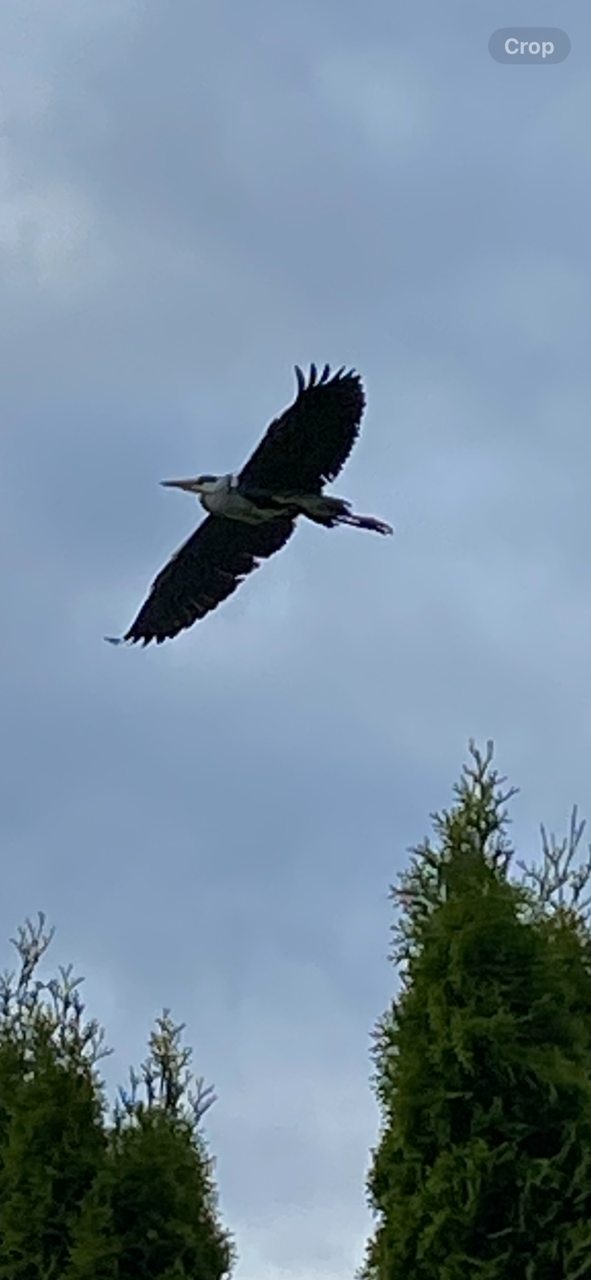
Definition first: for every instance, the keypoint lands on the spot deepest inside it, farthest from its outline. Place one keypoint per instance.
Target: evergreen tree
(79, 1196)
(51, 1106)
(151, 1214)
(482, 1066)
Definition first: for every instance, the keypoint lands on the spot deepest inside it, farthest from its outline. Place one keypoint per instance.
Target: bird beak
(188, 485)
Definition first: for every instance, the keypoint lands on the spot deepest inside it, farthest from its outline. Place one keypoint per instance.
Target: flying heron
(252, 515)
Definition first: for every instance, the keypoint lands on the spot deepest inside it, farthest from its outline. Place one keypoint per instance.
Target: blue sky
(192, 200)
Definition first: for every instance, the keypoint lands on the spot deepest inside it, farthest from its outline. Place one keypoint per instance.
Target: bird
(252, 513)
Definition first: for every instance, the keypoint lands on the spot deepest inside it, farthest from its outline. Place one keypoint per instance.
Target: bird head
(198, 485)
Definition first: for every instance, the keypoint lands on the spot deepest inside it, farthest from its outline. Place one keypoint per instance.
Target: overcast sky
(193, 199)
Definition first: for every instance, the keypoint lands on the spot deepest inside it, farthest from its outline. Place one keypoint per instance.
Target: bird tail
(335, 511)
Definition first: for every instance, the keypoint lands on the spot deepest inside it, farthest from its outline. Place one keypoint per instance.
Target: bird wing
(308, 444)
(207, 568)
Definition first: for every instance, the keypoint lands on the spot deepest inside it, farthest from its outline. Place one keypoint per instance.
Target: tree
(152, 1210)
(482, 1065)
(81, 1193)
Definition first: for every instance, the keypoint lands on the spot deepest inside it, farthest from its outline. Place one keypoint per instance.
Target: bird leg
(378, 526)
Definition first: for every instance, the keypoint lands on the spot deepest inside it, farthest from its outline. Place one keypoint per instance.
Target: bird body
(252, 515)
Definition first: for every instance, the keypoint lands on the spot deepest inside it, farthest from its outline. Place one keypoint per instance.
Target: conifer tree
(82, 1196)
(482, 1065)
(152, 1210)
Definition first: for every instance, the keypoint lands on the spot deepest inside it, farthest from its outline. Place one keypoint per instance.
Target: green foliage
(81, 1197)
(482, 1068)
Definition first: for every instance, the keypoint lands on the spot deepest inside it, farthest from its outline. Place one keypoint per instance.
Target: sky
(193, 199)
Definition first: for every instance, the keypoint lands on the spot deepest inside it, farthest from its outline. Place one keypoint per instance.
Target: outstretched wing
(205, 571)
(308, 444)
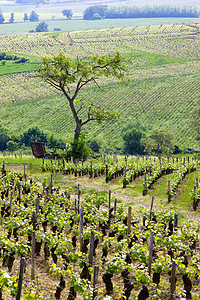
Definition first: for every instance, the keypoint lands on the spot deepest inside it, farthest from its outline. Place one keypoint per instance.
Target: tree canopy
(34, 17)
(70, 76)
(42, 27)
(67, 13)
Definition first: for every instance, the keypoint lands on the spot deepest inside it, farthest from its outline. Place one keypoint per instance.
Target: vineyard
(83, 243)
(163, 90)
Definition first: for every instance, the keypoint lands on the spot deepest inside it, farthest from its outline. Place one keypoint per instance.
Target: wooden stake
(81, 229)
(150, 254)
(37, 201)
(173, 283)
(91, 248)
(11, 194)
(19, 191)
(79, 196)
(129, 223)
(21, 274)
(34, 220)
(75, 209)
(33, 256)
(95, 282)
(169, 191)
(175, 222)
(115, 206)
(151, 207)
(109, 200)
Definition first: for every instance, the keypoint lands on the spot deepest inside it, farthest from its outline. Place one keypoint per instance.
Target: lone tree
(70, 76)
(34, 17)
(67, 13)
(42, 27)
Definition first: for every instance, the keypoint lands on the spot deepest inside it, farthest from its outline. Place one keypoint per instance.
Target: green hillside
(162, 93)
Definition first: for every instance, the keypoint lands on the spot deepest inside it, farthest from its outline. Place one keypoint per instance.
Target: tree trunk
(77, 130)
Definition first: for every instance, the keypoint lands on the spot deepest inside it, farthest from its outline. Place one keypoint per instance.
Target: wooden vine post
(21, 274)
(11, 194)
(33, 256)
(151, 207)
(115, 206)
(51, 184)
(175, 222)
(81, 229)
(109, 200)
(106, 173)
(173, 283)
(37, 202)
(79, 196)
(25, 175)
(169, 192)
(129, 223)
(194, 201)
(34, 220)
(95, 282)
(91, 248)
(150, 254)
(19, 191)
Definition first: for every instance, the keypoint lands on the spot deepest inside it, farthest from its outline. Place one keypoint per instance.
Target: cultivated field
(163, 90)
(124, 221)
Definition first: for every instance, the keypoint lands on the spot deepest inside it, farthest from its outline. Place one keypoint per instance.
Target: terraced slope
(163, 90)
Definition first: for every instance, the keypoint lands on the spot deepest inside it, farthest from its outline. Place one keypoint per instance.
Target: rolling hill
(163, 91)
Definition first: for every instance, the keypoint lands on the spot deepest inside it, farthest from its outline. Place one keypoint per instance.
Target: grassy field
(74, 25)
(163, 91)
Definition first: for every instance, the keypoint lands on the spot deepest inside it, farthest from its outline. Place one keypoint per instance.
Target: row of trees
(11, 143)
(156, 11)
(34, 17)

* * *

SET EXERCISE:
Please report each line of the items above that contains the word "wing", copying every such line in full.

SOLUTION TO THIS EXERCISE:
Target: bird wing
Target: outstretched wing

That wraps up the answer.